- _Exercise task_
Retype every entry exactly, character for character.

- _Exercise data_
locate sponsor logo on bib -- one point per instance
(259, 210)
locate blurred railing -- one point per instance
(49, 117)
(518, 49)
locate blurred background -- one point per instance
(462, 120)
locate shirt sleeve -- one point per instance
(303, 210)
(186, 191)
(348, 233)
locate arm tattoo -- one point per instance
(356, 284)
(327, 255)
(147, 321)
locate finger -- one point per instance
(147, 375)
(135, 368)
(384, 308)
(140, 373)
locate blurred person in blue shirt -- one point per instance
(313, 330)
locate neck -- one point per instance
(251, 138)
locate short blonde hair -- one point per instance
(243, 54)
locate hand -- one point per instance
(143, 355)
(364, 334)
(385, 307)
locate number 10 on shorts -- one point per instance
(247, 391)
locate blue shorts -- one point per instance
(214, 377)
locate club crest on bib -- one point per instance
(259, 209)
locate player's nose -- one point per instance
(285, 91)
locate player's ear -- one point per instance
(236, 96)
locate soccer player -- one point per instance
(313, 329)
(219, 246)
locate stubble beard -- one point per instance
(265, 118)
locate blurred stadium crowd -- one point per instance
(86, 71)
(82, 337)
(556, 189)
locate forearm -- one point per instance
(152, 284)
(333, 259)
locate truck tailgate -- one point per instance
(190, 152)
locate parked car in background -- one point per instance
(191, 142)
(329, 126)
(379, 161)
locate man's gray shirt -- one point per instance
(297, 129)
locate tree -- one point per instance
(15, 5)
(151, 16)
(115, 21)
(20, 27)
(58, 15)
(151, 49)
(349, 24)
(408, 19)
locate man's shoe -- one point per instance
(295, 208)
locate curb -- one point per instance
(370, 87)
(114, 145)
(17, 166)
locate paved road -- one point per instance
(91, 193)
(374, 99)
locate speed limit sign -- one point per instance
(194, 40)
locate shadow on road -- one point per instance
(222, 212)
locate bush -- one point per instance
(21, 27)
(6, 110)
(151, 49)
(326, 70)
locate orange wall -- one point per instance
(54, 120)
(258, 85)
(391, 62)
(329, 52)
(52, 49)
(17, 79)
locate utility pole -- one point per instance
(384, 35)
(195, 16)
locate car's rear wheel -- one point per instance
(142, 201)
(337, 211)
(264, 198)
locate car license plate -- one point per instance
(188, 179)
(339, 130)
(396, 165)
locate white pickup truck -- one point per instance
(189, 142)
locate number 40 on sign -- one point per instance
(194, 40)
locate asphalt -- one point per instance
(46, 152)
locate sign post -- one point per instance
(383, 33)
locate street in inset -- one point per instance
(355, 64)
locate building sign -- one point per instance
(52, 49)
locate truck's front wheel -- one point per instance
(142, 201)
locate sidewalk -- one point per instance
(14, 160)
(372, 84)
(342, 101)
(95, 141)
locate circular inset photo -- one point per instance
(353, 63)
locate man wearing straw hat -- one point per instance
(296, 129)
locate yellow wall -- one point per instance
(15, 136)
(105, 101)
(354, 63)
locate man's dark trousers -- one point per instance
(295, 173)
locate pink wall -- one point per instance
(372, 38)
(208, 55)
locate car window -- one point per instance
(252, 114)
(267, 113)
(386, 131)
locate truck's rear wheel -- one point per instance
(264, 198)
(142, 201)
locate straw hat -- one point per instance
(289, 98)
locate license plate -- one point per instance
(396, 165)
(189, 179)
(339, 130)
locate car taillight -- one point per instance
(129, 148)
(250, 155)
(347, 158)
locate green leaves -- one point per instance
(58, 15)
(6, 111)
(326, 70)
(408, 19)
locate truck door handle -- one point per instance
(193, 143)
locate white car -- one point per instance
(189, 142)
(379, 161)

- _Written response_
locate sponsor logo on bib -- one point per instance
(259, 210)
locate blurred railing -- one point per instance
(49, 117)
(518, 49)
locate blurred background -- one point per instance
(462, 120)
locate shirt sleeve -- one point per instance
(303, 210)
(186, 191)
(348, 233)
locate arm tattoo -- one point per instance
(356, 284)
(327, 255)
(147, 321)
locate finger -- one point per instance
(147, 375)
(135, 368)
(384, 308)
(140, 373)
locate blurred person in blue shirt -- one point per instance
(313, 330)
locate neck -- one point per instance
(251, 138)
locate short blonde hair -- one point per instance
(243, 54)
locate hand -- one point per instance
(143, 355)
(364, 334)
(385, 307)
locate number 10 on shorts -- one point per instance
(247, 391)
locate blue shorts -- one point per instance
(214, 377)
locate club crest on bib -- one point per instance
(259, 209)
locate player's nose -- one point per instance
(285, 91)
locate player's ear -- one point per instance
(236, 96)
locate soccer player -- one point per instance
(313, 329)
(219, 246)
locate stubble beard -- one point per instance
(265, 118)
locate blurred stadium crowd -- one point per instance
(86, 71)
(82, 337)
(556, 189)
locate forearm -- one point per instance
(152, 284)
(333, 259)
locate truck tailgate -- one point per instance
(190, 152)
locate parked car in background -- one point per instance
(191, 142)
(329, 126)
(379, 161)
locate man's gray shirt -- one point per instance
(297, 129)
locate tree -- one point per instance
(15, 5)
(151, 16)
(115, 21)
(20, 27)
(58, 15)
(151, 49)
(349, 24)
(408, 19)
locate man's shoe -- one point per instance
(295, 208)
locate curb -- one point per instance
(370, 87)
(114, 145)
(17, 166)
locate paved road -- one point per instance
(91, 193)
(374, 99)
locate speed limit sign -- one point per instance
(194, 40)
locate shadow on road -- one point per instance
(222, 212)
locate bush -- one point per instance
(21, 27)
(6, 110)
(151, 49)
(326, 70)
locate orange wall -- one point per instance
(54, 120)
(258, 85)
(391, 62)
(329, 52)
(52, 49)
(17, 79)
locate utility pole -- one point per instance
(384, 35)
(195, 16)
locate car's rear wheel -- one point per instance
(142, 201)
(337, 211)
(264, 198)
locate car license plate -- one point per instance
(188, 179)
(339, 130)
(396, 165)
locate white pickup truck -- one point per instance
(189, 142)
locate number 40 on sign -- one point per instance
(194, 40)
locate asphalt -- one point per instance
(46, 152)
locate sign post -- one point per instance
(383, 33)
locate street in inset -- one point per instance
(355, 64)
locate building sign -- one point per instance
(52, 49)
locate truck's front wheel -- one point per instance
(142, 201)
locate sidewalk -- one point per instance
(14, 160)
(372, 84)
(342, 101)
(95, 141)
locate circular inset photo -- one point per instance
(353, 63)
locate man wearing straw hat -- one point per instance
(296, 129)
locate yellow wall -- one point per instance
(15, 136)
(105, 101)
(354, 63)
locate man's dark trousers -- one point per instance
(295, 173)
locate pink wall -- one point per instance
(372, 38)
(208, 55)
locate car window -- one point per instance
(252, 114)
(267, 113)
(386, 131)
locate truck's rear wheel -- one point per instance
(264, 198)
(142, 201)
locate straw hat -- one point per instance
(289, 98)
locate license plate -- one point per instance
(396, 165)
(189, 179)
(339, 130)
locate car taillight -- one point per instance
(129, 148)
(250, 155)
(347, 158)
locate green leaves -- one point per instance
(58, 15)
(6, 111)
(326, 70)
(408, 19)
locate truck door handle -- one point per instance
(193, 143)
locate white car -- one point per instance
(189, 142)
(379, 161)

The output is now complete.